* **Prompt**
Please give the number of lines in the data below that contain the string "distant", matching case exactly. Reply with the number alone.

Dataset excerpts on object pointing:
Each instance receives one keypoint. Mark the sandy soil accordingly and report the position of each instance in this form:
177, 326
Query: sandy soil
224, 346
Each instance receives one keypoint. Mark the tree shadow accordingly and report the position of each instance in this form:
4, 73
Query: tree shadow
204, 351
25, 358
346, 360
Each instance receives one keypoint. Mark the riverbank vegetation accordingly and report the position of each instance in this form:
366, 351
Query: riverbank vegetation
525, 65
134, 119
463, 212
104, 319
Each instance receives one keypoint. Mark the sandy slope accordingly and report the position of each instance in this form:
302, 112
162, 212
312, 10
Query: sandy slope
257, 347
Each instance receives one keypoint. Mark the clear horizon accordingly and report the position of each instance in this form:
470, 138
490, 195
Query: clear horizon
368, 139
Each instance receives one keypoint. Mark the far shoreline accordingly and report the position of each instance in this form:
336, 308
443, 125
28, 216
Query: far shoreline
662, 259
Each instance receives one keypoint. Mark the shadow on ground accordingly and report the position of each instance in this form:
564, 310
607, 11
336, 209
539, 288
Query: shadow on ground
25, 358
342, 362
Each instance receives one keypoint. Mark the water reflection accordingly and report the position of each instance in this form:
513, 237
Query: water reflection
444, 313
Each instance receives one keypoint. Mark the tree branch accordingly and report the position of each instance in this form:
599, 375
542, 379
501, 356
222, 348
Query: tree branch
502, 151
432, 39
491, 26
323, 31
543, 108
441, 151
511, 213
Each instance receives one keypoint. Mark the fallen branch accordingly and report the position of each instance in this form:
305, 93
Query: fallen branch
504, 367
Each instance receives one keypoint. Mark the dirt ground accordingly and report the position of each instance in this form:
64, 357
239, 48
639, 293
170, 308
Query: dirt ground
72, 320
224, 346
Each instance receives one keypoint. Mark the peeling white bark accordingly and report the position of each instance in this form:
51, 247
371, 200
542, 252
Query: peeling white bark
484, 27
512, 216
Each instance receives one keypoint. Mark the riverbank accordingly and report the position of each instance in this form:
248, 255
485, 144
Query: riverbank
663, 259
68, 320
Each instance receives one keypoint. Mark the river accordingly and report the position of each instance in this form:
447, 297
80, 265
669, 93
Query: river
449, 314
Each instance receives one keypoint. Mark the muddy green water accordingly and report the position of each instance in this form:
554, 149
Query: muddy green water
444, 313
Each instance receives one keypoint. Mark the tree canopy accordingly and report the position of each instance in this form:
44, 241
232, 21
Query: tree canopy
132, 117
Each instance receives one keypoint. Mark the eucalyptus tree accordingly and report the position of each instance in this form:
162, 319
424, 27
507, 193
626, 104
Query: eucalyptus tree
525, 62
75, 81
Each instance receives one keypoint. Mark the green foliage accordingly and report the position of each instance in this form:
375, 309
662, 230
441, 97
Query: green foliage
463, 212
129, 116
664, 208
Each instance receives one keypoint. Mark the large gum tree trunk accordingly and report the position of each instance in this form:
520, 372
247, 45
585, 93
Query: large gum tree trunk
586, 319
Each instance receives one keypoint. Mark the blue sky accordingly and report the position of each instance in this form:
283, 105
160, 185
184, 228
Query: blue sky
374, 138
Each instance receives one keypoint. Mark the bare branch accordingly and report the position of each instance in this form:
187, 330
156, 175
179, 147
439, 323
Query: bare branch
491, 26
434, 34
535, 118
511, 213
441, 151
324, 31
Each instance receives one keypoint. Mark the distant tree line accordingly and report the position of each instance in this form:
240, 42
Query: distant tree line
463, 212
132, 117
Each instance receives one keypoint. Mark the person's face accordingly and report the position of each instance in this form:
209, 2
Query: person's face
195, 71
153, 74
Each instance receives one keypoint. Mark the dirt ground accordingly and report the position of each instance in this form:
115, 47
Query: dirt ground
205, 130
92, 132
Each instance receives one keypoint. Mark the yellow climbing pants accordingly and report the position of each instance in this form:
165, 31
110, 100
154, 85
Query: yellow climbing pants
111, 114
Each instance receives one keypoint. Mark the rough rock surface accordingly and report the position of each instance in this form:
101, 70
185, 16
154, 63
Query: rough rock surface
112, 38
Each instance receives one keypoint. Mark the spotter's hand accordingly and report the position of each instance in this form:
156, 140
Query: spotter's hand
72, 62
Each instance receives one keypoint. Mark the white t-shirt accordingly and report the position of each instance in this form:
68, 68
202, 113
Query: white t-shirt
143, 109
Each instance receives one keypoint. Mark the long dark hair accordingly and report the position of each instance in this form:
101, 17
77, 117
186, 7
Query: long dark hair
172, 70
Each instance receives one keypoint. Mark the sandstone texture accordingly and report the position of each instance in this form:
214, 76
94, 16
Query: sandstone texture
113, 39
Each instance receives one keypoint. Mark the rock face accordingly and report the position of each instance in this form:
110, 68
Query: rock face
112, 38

---

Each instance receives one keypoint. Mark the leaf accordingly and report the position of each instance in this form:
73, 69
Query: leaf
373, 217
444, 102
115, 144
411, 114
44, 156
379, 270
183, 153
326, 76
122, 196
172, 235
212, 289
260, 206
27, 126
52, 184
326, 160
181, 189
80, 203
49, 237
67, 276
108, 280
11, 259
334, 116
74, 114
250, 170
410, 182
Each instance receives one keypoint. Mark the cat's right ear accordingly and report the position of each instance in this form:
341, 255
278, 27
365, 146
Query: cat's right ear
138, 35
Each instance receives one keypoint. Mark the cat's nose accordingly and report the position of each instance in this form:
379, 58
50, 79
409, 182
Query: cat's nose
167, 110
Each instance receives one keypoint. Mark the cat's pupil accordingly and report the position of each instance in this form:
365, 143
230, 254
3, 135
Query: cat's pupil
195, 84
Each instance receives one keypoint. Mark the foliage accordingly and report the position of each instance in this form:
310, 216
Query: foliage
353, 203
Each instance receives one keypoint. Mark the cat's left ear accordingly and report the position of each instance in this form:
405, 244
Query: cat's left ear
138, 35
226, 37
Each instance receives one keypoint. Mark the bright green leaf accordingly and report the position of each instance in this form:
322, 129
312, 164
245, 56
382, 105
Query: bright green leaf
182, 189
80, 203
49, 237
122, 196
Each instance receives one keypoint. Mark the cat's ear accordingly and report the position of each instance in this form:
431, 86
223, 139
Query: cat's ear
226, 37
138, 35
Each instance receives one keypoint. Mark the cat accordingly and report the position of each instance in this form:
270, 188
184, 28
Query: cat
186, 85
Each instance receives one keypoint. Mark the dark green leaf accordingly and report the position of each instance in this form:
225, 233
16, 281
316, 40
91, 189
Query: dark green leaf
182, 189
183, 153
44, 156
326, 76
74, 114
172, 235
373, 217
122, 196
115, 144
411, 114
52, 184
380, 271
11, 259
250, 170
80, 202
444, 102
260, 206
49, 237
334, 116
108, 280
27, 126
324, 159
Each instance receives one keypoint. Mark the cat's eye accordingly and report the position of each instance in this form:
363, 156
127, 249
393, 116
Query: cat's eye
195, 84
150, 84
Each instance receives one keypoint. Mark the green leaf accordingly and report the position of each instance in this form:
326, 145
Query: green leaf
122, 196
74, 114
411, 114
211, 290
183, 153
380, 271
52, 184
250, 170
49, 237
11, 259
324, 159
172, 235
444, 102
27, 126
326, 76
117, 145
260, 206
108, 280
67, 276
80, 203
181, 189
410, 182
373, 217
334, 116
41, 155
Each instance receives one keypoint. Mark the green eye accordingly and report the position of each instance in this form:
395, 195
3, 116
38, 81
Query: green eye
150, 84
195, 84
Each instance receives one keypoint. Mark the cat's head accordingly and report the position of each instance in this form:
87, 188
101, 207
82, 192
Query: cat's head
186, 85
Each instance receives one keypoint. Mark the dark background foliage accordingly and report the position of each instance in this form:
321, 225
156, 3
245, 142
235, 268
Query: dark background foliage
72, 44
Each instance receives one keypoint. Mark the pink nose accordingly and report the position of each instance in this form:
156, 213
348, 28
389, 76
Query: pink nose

* **Result for this task**
2